> **What is being asked**
Reproduce the text of each item below verbatim, omitting the pictures.

— Begin —

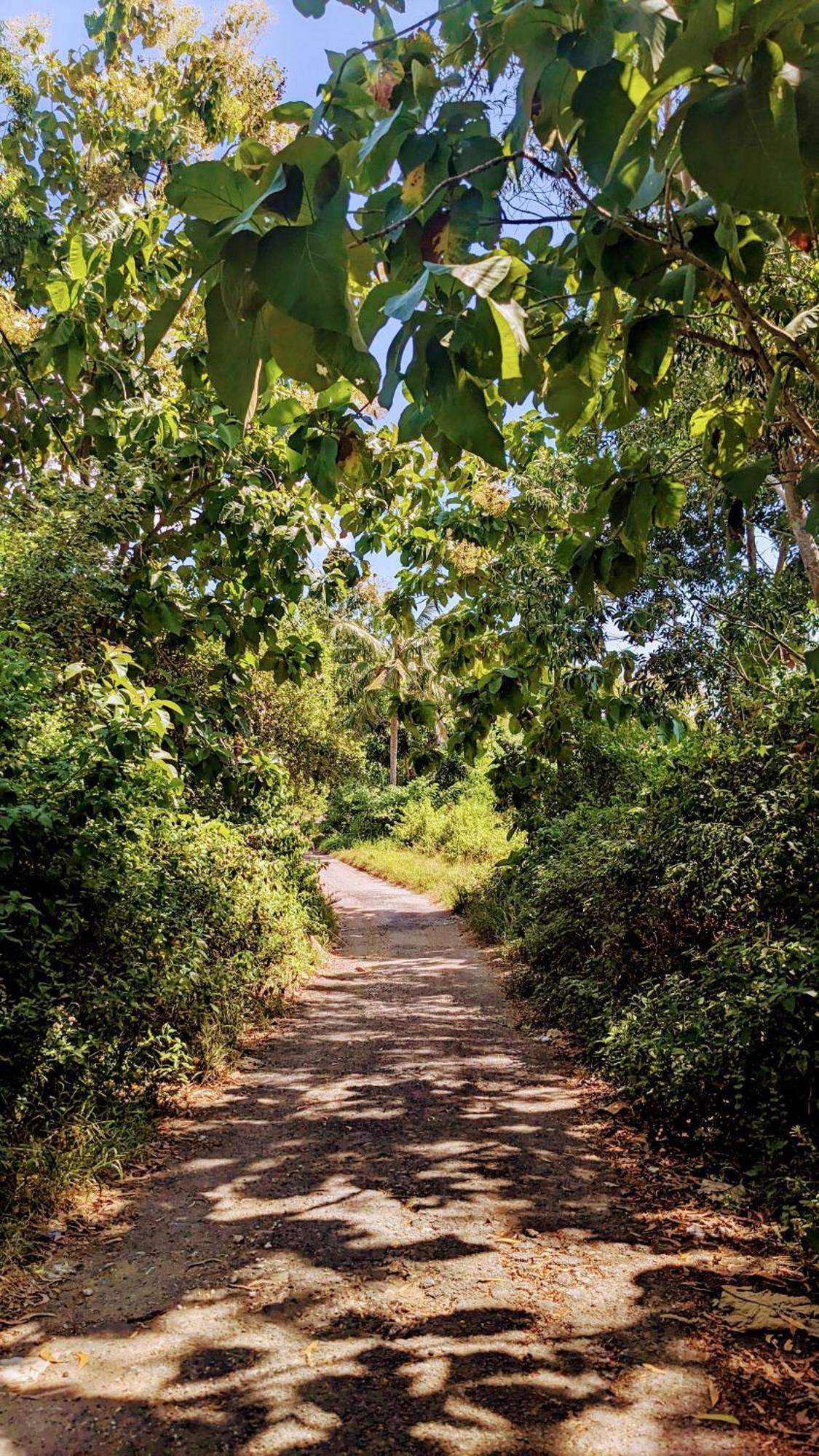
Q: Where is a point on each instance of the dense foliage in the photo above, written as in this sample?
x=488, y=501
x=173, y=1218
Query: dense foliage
x=595, y=218
x=663, y=912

— End —

> **Correct output**
Q: Where is a point on each instance of the dense foliage in the photo above, written as in this sample?
x=488, y=501
x=173, y=1218
Query: dense foliage
x=595, y=218
x=663, y=912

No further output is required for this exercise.